GOAL:
Start with the line containing "Task: point to every instance of the green" and write out each line through the end of the listing, exactly as given.

LISTED ENTRIES:
|---|

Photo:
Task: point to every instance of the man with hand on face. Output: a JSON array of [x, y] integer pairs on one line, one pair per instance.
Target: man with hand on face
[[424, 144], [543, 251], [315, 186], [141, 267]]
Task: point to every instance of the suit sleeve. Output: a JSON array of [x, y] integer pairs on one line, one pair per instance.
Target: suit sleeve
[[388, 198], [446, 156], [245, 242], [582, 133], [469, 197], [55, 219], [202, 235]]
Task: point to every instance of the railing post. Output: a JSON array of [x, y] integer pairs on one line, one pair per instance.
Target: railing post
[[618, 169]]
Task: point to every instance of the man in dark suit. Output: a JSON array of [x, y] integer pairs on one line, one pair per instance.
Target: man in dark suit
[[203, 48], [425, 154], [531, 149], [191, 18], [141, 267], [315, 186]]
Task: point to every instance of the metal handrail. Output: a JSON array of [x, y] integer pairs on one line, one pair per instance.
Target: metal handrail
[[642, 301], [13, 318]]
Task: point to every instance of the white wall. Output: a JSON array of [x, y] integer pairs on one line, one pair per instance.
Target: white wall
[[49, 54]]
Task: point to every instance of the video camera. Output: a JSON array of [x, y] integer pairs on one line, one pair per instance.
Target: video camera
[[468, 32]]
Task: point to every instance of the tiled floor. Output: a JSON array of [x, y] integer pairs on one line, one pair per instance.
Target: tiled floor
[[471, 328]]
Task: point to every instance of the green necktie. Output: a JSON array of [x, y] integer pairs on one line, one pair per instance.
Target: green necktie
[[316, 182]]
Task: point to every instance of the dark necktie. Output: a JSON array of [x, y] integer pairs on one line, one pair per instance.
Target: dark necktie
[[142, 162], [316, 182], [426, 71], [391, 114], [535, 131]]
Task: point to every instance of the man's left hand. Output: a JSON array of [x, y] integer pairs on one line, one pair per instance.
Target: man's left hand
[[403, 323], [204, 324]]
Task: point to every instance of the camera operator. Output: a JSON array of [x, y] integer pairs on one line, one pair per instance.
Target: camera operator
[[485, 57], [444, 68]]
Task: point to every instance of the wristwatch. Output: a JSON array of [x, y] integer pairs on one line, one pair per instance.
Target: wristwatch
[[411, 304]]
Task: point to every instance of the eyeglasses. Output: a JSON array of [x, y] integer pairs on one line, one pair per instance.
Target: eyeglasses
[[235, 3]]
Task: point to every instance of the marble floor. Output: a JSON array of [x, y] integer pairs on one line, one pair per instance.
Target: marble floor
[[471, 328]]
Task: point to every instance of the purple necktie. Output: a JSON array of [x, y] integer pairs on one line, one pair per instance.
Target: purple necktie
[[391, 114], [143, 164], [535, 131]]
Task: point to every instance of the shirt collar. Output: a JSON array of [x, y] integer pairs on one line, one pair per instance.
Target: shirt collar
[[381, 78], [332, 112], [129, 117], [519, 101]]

|---|

REPLY:
Task: point to every instance of the green necktie. Output: a JSON array of [x, y] integer pairs on one line, one pair per instance.
Target: green necktie
[[316, 182]]
Task: point to every instance of the dark necktie. Output: a JSON array of [x, y] integer pairs on one line, one pair per instance.
Target: dark necktie
[[142, 162], [316, 182], [426, 71], [391, 114], [535, 131]]
Task: point to every instance of the man's left hand. Output: a JSON array of [x, y] integer pairs on one line, one pair per instance.
Target: man's left hand
[[403, 323], [204, 324]]
Task: point to every instance of the camera operator. Output: a JSON array of [x, y] integer pairs on one line, one pair per instance.
Target: camera operator
[[485, 57], [444, 68]]
Task: point to every instance of the wristwatch. Output: a JSON array of [x, y] integer pairs on one line, one pair per instance.
Target: wristwatch
[[411, 304]]
Task: point to every instance of the eyeglasses. Output: a JSON array of [x, y] integer pairs on one line, one pair per instance.
Target: eyeglasses
[[235, 3]]
Task: point to every instance of the marble floor. Output: a JSON array of [x, y] integer pairs on one line, one pair per instance.
Target: marble floor
[[471, 328]]
Task: point to every instance of the purple necktie. Output: a JSON array of [x, y] integer pairs on one line, one pair per instance.
Target: purple necktie
[[391, 114], [143, 164], [535, 131]]
Task: point to every instance of the shirt collar. Output: a JSON array of [x, y] integer pairs on one line, one pair per instance.
Target: shirt collar
[[381, 78], [332, 112], [129, 117], [519, 101]]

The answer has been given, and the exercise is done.